### AIM OF THE EXERCISE
Copy every line of the records below word for word, leaving out the pictures.

BEGIN INPUT FOR THIS TASK

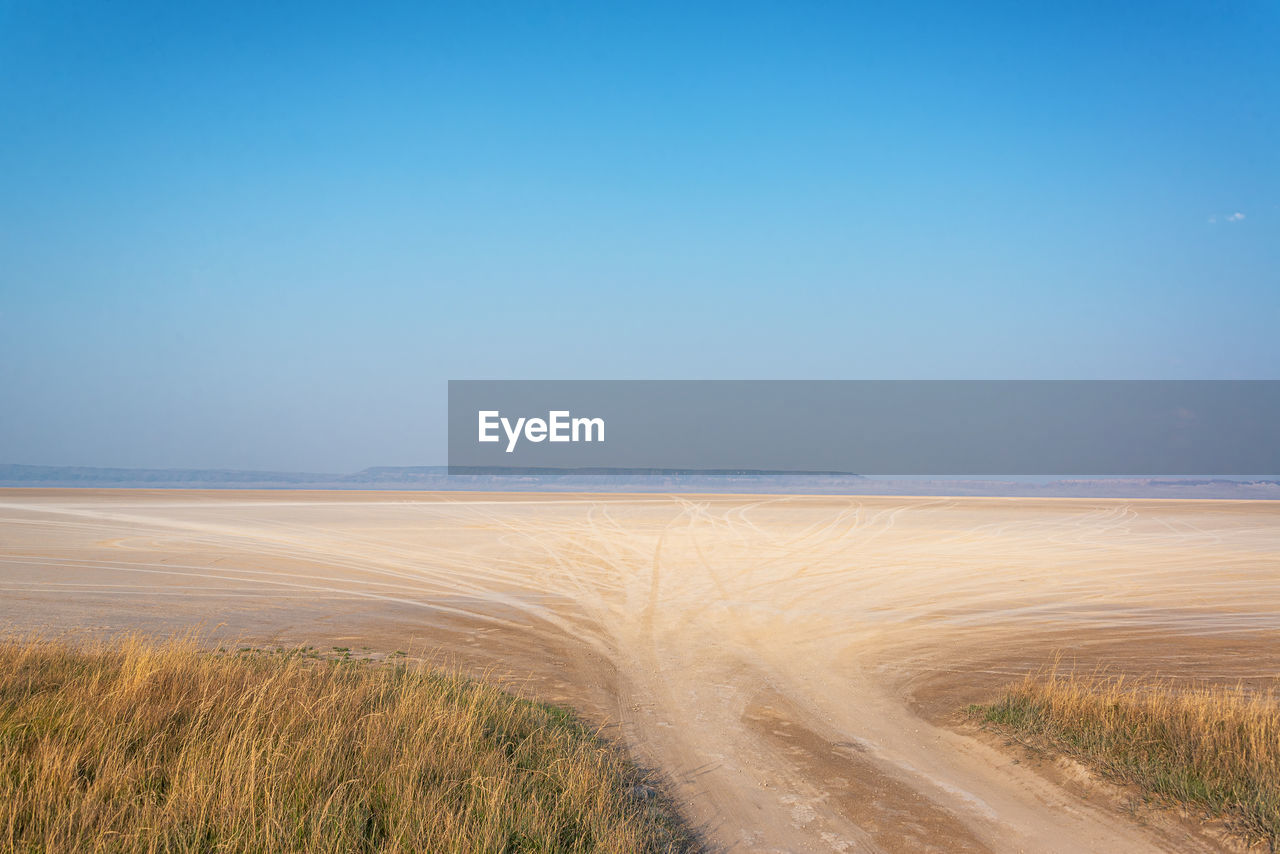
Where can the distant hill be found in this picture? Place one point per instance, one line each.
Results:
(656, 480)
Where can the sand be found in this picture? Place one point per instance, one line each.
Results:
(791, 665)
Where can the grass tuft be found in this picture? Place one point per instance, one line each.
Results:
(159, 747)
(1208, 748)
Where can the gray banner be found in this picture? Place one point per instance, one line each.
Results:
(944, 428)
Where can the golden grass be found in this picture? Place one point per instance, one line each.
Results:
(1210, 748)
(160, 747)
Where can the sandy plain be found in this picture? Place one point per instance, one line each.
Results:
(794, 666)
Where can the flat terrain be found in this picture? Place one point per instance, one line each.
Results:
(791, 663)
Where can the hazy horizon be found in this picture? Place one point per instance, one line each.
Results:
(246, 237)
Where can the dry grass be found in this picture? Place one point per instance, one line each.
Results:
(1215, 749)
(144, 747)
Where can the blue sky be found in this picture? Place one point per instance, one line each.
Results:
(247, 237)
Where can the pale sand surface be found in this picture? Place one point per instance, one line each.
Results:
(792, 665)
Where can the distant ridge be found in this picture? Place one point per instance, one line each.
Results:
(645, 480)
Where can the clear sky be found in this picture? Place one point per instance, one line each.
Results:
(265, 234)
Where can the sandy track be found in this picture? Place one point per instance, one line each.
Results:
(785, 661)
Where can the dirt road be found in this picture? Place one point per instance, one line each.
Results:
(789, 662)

END INPUT FOR THIS TASK

### EXERCISE OUTPUT
Where can the distant hill be found in this picture? Place one point per instance, one line each.
Results:
(656, 480)
Where can the sand be found in this picture? Place one point per instance, one line each.
Results:
(791, 665)
Where can the grass tuft be found in this picture? Place one point per instance, one line each.
Results:
(159, 747)
(1208, 748)
Where can the gray banner be found in this picture? Place one point per instance, one line each.
Results:
(944, 428)
Where can the golden grass be found in this picture? Place one point per instance, one line each.
Results:
(1210, 748)
(160, 747)
Where can the sandy plain be found in this picture? Place one point per instance, one line each.
Results:
(794, 666)
Where can the flat terrain be found in this picture? Place one point per instance, one line each.
Results:
(791, 663)
Where can the hazy horizon be found in this picture? Place one point per instance, one line each.
Results:
(246, 237)
Where can the dry grass be found in this picture? Place one point per instance, one line each.
Results:
(1215, 749)
(144, 747)
Where can the blue sky be found in this picture? Place one point per instance, one line each.
Results:
(247, 237)
Where can the pale sand surface be found in this picture? Place one point per instance, one line each.
Results:
(792, 665)
Where can the distant ridge be found in this picture? Place one point per instance, one line each.
Results:
(645, 480)
Where can the clear sky be found in this picture? Place one point per instance, one line each.
Results:
(265, 234)
Where can the sandy track be found in this picture? Place one point per instance, one line each.
Results:
(785, 661)
Where can the dirt road be found in this picture? Place one point per instance, one line each.
Results:
(789, 662)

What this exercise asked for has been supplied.